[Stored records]
########################################
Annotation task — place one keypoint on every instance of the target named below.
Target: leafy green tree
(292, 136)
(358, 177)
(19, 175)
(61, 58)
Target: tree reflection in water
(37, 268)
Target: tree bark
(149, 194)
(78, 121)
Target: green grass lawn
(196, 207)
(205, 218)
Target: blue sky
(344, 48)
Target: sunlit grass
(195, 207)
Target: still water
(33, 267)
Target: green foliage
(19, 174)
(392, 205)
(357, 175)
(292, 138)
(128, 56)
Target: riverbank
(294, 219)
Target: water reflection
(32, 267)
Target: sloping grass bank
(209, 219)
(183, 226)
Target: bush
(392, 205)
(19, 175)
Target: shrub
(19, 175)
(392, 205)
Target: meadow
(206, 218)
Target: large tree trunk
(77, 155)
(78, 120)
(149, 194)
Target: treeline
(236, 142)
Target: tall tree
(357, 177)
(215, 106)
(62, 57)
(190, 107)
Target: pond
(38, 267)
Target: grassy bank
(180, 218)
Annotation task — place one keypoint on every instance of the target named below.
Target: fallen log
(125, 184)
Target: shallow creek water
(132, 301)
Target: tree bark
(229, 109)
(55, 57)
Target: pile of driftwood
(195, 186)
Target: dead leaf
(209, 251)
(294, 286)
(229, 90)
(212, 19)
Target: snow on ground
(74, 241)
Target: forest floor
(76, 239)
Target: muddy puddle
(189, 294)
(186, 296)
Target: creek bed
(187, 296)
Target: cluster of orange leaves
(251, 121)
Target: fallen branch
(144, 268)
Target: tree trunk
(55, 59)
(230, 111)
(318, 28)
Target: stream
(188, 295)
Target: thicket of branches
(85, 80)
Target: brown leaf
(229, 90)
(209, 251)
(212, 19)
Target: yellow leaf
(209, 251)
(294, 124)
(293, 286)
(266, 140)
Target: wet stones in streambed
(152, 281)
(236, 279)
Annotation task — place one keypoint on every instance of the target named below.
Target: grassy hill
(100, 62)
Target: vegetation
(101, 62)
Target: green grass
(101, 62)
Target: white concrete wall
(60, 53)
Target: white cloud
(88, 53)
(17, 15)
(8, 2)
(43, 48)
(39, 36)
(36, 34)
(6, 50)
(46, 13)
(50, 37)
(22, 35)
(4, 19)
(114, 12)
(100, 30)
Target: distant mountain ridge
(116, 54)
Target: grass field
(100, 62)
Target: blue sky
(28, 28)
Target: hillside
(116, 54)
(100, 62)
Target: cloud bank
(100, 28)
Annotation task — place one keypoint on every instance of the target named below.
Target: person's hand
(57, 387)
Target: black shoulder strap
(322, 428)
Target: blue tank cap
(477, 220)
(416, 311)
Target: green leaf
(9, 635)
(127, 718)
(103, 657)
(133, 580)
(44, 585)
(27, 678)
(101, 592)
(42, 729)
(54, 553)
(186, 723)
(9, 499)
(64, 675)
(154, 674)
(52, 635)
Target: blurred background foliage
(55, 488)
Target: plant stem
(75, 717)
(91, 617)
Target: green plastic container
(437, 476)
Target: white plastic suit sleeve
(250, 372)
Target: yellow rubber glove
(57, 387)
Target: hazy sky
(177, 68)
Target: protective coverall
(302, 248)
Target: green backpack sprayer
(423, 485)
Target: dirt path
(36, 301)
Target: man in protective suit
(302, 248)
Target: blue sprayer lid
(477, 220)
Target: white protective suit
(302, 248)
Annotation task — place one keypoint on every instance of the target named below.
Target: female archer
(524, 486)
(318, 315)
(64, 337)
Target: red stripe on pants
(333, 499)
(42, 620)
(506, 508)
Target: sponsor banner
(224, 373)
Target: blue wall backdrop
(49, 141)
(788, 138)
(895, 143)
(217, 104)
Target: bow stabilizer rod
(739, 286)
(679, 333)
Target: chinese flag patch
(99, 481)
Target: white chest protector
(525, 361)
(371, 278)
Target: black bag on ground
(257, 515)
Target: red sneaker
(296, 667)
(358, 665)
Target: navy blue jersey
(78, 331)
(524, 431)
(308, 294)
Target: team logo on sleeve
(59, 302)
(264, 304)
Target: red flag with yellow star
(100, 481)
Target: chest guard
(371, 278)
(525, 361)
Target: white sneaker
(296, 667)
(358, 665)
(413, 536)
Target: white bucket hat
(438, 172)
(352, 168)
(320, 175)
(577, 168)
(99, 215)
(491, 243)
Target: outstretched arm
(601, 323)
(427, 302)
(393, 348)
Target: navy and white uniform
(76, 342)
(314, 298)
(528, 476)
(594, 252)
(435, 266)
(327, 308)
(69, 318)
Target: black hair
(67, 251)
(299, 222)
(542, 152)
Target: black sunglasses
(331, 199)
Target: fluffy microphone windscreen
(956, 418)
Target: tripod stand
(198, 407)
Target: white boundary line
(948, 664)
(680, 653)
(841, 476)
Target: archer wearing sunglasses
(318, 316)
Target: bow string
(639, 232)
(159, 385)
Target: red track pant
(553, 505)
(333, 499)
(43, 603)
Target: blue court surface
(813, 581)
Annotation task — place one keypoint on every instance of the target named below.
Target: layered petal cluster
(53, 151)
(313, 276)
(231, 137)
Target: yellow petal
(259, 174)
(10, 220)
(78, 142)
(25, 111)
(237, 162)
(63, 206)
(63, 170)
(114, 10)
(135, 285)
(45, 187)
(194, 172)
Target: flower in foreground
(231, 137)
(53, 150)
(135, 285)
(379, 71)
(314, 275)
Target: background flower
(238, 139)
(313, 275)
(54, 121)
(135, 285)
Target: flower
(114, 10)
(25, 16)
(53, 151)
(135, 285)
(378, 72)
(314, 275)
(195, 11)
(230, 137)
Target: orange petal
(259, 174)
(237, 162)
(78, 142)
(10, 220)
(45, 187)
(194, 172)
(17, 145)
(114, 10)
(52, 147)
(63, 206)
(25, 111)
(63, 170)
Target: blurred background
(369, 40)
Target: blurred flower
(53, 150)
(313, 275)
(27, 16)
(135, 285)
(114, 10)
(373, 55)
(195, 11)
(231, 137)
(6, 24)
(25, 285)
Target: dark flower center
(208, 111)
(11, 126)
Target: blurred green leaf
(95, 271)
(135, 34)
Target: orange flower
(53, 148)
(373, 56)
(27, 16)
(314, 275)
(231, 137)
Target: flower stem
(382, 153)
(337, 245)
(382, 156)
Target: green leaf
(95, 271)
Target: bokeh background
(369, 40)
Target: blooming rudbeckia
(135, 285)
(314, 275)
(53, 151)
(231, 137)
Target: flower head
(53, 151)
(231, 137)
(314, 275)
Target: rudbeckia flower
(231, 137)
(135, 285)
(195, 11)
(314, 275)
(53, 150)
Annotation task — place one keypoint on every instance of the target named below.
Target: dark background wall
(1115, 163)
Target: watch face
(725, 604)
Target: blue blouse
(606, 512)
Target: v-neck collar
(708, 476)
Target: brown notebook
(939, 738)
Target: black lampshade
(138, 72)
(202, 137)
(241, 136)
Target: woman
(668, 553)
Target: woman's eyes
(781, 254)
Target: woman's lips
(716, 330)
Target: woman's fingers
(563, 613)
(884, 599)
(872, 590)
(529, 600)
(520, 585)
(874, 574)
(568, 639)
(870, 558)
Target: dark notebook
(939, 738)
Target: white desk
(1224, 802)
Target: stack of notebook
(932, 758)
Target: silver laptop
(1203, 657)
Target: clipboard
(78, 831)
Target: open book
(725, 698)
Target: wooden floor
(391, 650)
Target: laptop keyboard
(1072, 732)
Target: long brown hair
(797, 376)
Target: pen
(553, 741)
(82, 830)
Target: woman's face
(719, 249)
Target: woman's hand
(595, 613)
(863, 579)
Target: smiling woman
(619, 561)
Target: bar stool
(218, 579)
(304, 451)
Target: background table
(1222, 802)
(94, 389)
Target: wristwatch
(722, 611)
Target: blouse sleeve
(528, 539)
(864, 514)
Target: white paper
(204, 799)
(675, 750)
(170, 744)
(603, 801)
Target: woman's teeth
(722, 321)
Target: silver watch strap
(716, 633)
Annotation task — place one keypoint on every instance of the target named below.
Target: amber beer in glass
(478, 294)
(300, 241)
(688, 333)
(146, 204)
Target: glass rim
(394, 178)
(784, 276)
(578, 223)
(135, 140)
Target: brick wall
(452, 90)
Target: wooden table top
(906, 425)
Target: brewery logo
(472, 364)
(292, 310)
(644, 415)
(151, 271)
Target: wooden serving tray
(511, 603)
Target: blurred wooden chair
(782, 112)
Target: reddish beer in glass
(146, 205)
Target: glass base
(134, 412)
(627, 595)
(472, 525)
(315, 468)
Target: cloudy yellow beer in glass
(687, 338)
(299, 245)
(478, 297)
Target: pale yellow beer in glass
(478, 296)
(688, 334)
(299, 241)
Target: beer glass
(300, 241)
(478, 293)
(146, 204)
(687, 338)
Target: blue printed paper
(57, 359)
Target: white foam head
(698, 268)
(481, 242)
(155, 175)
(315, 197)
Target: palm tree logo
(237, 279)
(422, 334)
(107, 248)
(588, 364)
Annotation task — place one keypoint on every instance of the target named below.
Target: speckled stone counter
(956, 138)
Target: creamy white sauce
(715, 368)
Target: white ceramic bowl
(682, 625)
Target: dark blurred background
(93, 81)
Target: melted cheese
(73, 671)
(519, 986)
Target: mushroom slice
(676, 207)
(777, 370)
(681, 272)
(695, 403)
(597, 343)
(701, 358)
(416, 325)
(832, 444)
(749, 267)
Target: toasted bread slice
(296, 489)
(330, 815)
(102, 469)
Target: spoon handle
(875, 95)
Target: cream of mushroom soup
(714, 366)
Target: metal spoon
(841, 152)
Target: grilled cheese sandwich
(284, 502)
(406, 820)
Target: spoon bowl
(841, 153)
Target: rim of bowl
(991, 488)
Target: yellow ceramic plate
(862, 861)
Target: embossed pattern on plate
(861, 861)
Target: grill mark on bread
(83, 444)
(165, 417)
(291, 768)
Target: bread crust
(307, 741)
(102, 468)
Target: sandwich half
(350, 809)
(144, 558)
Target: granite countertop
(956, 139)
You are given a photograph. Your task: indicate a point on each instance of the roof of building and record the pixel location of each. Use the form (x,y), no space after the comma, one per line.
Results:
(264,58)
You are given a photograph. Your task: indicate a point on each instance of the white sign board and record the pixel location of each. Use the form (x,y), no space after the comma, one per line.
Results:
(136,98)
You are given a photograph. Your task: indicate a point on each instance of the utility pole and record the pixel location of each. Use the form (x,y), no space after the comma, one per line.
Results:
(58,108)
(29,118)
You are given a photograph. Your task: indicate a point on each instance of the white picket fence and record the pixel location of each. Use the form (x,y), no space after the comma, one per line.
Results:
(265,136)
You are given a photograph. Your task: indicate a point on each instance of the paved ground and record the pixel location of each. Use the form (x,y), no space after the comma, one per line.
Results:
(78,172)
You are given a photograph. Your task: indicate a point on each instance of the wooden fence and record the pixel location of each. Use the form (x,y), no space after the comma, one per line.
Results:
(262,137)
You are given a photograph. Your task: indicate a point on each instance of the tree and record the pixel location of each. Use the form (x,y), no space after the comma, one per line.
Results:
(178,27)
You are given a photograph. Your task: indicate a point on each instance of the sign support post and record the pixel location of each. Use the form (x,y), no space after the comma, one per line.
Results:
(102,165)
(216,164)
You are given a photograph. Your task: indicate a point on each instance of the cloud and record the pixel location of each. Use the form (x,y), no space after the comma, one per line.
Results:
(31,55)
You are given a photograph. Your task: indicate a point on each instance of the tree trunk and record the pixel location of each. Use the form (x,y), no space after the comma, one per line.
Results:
########################################
## Work to be completed
Reproduce the lines from the one containing "of the sign" to the end of the entries, keeping both ends and adding nothing.

## Reply
You are given a photograph. Your task: indicate a point on each instance of the sign support post and record the pixel location of each. Use the form (x,y), no space after the comma, one per line.
Results:
(102,165)
(216,164)
You are given a photograph. Your task: indicate a point on each instance of the cloud and record the pixel location of each. Use the form (x,y), no space after the comma, one per line.
Results:
(31,55)
You are given a photograph. Your task: indicate a point on each instance of the tree trunk and record the pixel location of each. Use the form (x,y), no space after the comma, one per line.
Results:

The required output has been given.